> Required task: Reproduce the stretch of the listing from the line containing "mountain on this photo." through the line containing "<point>220,178</point>", keeping every line's wording. Increase each x and y point coordinate by 133.

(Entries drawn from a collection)
'''

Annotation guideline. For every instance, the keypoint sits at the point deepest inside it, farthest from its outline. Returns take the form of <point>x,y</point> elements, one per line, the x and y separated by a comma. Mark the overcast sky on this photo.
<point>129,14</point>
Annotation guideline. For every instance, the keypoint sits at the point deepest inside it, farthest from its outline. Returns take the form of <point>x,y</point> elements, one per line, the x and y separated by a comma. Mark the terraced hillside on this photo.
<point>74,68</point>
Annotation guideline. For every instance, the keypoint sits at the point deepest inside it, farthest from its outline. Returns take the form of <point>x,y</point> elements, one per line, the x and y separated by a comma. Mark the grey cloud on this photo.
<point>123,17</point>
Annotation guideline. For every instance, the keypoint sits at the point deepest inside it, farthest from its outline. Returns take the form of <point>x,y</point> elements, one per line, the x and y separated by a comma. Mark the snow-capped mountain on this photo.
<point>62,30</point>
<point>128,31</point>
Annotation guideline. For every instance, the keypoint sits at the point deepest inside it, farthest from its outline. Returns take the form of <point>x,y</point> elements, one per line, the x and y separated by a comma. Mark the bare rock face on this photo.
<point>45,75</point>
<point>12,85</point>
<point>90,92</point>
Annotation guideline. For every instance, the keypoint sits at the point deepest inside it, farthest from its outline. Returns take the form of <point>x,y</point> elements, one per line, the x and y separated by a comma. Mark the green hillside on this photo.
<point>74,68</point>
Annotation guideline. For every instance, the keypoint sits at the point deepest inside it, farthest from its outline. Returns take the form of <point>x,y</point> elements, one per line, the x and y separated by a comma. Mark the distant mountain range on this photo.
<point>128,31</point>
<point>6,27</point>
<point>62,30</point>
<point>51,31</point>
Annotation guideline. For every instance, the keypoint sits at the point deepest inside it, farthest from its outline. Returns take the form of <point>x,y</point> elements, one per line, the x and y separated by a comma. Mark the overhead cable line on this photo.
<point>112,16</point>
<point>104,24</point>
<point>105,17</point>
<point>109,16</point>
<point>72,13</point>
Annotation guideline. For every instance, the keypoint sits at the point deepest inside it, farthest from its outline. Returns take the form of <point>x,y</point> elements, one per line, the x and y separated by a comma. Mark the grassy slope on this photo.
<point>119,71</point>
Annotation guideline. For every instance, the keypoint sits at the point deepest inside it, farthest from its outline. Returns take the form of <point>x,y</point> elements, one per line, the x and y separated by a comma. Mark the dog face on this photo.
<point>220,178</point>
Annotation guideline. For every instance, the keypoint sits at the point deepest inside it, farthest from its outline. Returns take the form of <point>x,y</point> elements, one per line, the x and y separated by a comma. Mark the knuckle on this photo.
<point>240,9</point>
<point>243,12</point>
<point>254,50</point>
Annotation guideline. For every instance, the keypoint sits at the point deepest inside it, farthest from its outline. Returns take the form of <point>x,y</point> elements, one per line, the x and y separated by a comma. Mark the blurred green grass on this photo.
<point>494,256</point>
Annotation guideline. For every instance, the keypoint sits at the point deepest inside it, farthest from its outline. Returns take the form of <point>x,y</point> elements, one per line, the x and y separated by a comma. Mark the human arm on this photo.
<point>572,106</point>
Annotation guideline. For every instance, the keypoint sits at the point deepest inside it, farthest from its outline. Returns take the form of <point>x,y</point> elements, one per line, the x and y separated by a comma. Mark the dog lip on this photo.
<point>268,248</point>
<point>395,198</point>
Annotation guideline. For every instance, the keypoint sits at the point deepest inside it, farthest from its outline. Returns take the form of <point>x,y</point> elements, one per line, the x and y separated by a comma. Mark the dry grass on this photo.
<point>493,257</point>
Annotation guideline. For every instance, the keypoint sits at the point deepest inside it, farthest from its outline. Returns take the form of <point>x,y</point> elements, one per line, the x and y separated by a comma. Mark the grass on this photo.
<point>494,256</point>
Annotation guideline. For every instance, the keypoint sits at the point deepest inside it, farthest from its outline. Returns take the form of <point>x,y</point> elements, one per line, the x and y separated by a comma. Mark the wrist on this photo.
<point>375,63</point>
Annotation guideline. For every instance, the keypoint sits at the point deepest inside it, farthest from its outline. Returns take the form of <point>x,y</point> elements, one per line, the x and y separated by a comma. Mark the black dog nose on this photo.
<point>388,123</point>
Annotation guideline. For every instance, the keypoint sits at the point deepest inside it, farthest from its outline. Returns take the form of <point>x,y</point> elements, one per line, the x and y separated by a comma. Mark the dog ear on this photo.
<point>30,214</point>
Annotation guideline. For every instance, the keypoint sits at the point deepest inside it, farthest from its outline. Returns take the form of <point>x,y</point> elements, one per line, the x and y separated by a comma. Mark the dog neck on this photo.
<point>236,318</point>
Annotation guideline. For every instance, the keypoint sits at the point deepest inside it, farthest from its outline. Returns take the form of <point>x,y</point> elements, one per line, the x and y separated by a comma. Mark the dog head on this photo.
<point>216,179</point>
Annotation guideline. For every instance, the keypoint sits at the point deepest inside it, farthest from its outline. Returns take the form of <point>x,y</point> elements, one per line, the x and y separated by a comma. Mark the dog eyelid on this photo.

'''

> Solution:
Annotation guideline. For every instance, the keypoint sits at the point deepest inside it, farthest from its outline. Returns take the form of <point>x,y</point> elements, one per line, the x and y separated by a comma. Mark the snow-capped mountain on this photo.
<point>195,163</point>
<point>261,164</point>
Annotation guideline. For every instance, the keypoint sits at the point deepest inside it, farthest from its outline. Returns take the form of <point>x,y</point> elements, one per line, the x and y separated by a comma. Mark the bare rock face on this photo.
<point>178,208</point>
<point>145,218</point>
<point>223,225</point>
Annotation guideline. For every instance, the keypoint sits at the point deepest inside it, farthest from its outline. Returns take the form of <point>x,y</point> elements, one per line, the x and y separated by a comma. Mark the green hillside on this photo.
<point>207,201</point>
Annotation guideline. For every instance, the keypoint sits at the point deepest inside it, farthest from its outline. Returns take the form of <point>x,y</point> elements, one per line, the x and y separated by a comma. Mark the distant mountain range on this photo.
<point>261,164</point>
<point>139,160</point>
<point>195,163</point>
<point>184,164</point>
Annotation guideline. For every instance, the keypoint sits at the point deepest inside it, farthest from its outline. Returns take the form of <point>x,y</point> elements, one per line, the x and y separated by a comma. Mark the overhead cable line on this photo.
<point>245,149</point>
<point>237,157</point>
<point>238,150</point>
<point>242,149</point>
<point>205,146</point>
Annotation guideline. For every instance, the keypoint sits at the point deepest inside it, farthest from its outline. Returns take the form of <point>x,y</point> elements, one per line, the x and y separated by a comma. Mark the grassy slope on this photo.
<point>252,204</point>
Annotation guideline. For every instance, the keypoint sits at the point deepest inside it, farthest from its outline. Returns take the form of <point>x,y</point> elements, one per line, the x and y separated by a comma. Mark the dog face on this photo.
<point>353,311</point>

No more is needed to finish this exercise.